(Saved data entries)
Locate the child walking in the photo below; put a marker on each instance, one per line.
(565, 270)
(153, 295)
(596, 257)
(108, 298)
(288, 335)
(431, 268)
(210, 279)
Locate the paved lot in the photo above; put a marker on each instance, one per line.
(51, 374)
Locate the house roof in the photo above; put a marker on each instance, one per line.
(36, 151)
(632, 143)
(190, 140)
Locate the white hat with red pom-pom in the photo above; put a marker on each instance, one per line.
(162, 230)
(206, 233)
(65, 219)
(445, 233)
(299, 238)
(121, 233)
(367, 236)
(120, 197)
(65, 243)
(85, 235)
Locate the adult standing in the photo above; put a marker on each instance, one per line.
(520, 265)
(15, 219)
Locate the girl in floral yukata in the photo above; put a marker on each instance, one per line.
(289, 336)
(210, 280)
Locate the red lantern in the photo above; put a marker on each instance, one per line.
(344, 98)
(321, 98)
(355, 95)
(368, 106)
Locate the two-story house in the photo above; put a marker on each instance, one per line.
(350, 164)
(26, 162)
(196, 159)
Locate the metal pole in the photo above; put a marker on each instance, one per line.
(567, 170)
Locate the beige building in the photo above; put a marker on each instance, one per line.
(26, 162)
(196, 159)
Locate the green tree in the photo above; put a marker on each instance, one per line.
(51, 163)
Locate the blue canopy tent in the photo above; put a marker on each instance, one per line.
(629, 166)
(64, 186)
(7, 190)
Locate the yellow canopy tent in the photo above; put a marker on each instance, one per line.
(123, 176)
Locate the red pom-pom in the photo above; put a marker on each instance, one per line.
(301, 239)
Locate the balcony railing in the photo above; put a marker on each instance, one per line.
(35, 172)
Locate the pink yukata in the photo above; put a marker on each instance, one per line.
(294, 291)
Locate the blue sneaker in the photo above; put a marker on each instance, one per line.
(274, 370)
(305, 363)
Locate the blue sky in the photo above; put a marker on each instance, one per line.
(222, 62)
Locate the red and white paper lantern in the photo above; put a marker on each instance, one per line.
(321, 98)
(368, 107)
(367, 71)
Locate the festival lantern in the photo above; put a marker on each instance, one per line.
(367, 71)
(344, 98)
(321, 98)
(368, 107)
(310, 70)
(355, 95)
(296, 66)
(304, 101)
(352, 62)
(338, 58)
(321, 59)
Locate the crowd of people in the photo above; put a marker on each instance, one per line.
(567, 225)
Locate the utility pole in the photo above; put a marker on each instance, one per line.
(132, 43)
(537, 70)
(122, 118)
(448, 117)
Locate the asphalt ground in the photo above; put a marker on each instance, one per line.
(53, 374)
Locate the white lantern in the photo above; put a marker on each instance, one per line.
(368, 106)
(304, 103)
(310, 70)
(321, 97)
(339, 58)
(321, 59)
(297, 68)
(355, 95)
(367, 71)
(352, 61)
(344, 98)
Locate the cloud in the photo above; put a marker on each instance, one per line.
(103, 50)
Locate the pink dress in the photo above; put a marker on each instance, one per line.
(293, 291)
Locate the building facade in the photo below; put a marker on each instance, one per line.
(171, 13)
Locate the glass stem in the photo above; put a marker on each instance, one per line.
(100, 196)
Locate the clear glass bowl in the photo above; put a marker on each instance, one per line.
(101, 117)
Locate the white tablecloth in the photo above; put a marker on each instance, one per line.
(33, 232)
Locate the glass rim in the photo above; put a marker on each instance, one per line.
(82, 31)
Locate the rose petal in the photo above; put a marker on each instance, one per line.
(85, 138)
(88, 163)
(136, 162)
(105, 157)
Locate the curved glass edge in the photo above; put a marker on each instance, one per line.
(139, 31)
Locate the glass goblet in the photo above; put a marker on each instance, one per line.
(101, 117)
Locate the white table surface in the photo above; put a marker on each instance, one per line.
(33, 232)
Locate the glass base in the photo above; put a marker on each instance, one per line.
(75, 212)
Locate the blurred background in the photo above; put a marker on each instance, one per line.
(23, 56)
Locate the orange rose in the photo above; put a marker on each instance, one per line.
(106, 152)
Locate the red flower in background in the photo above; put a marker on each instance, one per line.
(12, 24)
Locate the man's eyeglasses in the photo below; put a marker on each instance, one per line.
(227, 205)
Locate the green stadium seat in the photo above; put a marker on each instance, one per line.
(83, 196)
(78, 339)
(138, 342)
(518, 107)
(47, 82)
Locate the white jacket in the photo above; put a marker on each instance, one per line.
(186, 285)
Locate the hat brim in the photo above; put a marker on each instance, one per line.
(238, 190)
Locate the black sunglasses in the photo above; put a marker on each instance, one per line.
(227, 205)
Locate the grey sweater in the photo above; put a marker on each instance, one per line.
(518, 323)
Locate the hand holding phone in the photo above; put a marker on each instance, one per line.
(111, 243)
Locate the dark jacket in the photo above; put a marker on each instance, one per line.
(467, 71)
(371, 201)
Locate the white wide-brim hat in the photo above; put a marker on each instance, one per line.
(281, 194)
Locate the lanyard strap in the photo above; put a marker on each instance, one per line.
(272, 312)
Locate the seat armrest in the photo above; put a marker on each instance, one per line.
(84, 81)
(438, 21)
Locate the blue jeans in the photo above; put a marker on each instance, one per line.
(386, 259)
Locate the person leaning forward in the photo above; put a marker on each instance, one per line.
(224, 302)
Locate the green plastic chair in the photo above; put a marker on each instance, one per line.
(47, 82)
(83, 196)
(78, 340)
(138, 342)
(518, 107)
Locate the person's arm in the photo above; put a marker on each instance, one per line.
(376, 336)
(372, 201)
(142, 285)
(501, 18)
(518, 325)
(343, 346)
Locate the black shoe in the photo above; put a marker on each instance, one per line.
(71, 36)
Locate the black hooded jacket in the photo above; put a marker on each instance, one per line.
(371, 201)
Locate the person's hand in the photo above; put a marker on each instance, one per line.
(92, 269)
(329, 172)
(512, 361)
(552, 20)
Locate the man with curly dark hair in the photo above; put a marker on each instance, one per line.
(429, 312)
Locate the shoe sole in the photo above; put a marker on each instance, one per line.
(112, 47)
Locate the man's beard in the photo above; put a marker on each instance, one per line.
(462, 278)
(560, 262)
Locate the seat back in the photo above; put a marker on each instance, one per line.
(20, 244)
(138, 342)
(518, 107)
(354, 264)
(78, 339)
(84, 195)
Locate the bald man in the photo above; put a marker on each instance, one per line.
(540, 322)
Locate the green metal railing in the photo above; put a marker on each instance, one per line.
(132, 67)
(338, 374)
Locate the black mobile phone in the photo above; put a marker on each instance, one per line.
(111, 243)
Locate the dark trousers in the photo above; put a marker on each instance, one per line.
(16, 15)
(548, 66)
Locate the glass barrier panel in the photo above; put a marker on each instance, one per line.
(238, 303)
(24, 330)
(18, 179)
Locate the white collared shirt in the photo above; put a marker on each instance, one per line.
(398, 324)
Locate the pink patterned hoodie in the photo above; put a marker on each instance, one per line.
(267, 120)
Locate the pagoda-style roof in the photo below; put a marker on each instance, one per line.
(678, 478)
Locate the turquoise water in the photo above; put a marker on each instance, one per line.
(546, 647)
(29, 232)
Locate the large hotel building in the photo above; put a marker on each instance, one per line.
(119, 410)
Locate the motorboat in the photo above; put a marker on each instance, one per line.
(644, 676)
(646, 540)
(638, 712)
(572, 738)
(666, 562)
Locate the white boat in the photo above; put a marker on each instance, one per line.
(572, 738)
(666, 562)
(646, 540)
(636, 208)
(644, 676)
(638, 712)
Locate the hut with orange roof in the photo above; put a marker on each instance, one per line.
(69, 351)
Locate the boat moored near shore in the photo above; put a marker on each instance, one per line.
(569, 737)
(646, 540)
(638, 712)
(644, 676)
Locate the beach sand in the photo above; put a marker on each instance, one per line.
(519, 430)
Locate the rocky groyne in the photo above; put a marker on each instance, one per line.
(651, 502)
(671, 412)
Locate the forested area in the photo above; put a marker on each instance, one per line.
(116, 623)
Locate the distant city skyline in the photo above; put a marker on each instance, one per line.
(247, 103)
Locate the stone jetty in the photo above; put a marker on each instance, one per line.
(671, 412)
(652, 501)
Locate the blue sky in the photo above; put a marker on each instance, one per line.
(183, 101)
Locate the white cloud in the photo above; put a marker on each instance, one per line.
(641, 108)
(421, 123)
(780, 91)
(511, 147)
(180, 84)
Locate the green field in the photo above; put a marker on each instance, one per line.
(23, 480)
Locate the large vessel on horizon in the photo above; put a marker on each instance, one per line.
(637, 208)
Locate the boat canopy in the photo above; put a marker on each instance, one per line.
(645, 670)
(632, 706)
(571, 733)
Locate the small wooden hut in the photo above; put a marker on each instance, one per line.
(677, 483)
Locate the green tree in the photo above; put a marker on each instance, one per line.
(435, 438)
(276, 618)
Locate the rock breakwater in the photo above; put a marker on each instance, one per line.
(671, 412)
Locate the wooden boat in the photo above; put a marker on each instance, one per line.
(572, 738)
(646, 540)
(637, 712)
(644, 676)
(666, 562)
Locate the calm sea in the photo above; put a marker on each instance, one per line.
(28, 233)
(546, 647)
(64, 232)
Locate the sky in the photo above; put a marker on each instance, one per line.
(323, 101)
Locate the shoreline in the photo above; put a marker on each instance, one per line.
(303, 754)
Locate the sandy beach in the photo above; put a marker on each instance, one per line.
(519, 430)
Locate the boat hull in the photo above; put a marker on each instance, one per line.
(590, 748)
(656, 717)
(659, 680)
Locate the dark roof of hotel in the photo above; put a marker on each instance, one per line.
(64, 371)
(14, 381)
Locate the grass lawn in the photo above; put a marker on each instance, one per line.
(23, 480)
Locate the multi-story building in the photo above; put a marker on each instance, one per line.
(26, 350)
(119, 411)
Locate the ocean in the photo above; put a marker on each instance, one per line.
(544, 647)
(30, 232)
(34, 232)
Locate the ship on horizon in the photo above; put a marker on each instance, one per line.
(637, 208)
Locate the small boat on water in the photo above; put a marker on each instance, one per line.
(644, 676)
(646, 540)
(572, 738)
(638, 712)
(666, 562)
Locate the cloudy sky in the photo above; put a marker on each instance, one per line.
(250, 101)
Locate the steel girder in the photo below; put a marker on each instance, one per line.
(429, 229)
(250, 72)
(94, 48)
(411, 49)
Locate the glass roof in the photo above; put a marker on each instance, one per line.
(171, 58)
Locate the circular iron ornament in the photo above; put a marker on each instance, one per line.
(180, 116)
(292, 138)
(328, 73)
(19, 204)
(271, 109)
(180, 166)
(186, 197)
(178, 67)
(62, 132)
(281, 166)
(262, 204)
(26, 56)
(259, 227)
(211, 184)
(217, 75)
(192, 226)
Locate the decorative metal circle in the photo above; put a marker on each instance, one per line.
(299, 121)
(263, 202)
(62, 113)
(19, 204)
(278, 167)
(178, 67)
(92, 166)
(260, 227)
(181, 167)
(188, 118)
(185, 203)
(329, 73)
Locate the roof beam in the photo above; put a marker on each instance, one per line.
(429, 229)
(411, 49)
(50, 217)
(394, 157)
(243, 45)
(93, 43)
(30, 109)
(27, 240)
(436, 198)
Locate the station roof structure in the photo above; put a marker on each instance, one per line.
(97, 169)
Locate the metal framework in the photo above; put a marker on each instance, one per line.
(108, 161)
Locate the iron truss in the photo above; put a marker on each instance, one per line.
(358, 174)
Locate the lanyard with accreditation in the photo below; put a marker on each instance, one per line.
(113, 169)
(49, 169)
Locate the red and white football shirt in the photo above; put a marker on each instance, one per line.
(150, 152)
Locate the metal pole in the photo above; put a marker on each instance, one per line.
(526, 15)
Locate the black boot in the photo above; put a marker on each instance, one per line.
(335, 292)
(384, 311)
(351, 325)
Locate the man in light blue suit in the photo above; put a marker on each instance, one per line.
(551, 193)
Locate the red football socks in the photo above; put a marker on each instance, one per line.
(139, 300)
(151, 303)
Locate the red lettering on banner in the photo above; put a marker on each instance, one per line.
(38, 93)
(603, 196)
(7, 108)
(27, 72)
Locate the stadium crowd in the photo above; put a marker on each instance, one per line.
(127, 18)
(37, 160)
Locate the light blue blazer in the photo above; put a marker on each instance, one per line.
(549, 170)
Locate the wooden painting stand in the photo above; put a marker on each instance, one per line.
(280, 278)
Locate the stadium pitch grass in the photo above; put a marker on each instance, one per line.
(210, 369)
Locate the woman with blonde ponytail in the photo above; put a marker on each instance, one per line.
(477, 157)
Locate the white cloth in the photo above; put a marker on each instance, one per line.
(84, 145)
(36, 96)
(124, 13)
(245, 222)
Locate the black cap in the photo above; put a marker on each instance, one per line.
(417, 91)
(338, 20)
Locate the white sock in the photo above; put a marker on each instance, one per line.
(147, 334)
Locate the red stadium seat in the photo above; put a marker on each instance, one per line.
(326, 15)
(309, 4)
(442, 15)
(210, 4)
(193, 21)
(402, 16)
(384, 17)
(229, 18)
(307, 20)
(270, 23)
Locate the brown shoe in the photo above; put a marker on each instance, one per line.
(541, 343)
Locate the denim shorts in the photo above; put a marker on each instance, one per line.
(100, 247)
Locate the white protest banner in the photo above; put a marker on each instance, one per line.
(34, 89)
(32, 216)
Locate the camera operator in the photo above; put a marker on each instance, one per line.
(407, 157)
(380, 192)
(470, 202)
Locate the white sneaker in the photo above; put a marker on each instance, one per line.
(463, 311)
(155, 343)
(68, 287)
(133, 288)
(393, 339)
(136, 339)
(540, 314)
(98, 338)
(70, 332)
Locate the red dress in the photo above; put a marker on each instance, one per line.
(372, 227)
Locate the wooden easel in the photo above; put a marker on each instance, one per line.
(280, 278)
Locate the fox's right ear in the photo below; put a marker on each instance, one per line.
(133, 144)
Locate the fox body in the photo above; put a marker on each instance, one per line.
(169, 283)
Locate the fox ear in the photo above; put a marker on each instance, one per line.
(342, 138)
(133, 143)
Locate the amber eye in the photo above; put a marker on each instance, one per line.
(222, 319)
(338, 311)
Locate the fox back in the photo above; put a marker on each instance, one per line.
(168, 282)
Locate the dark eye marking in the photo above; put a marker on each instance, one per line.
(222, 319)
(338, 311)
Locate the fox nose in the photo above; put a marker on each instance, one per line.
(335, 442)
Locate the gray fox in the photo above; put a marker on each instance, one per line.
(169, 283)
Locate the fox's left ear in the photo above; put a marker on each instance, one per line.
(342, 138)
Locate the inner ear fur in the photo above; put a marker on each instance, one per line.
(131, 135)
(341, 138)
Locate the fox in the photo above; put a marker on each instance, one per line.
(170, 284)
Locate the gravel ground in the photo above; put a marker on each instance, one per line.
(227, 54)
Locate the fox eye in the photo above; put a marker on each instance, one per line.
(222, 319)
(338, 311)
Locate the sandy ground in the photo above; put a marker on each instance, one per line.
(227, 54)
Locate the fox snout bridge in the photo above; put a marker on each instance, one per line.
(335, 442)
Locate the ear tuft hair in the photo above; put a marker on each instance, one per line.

§ To do: Give back, exactly as written, the lines from the one with "Locate the fox's left" to the last line.

§ Reply:
Locate the fox's left ear in the photo above; put a marker on each instance, one per line.
(342, 138)
Locate the inner ear fur in the photo above; put a marker on each instance, one per line.
(131, 135)
(341, 138)
Locate the fox in the photo above; put a marker on each instance, one per line.
(170, 284)
Locate the gravel ground in the photo above; put a marker on each instance, one per line.
(227, 54)
Locate the fox eye in the photo above; put a marker on each instance, one per line.
(222, 319)
(338, 311)
Locate the sandy ground in the photo above; put a marker on each instance, one per line.
(227, 54)
Locate the fox snout bridge in the photo above; put a marker on each instance, one per line.
(335, 442)
Locate the ear tuft hair in the photo above; put a marker on each instance, one per line.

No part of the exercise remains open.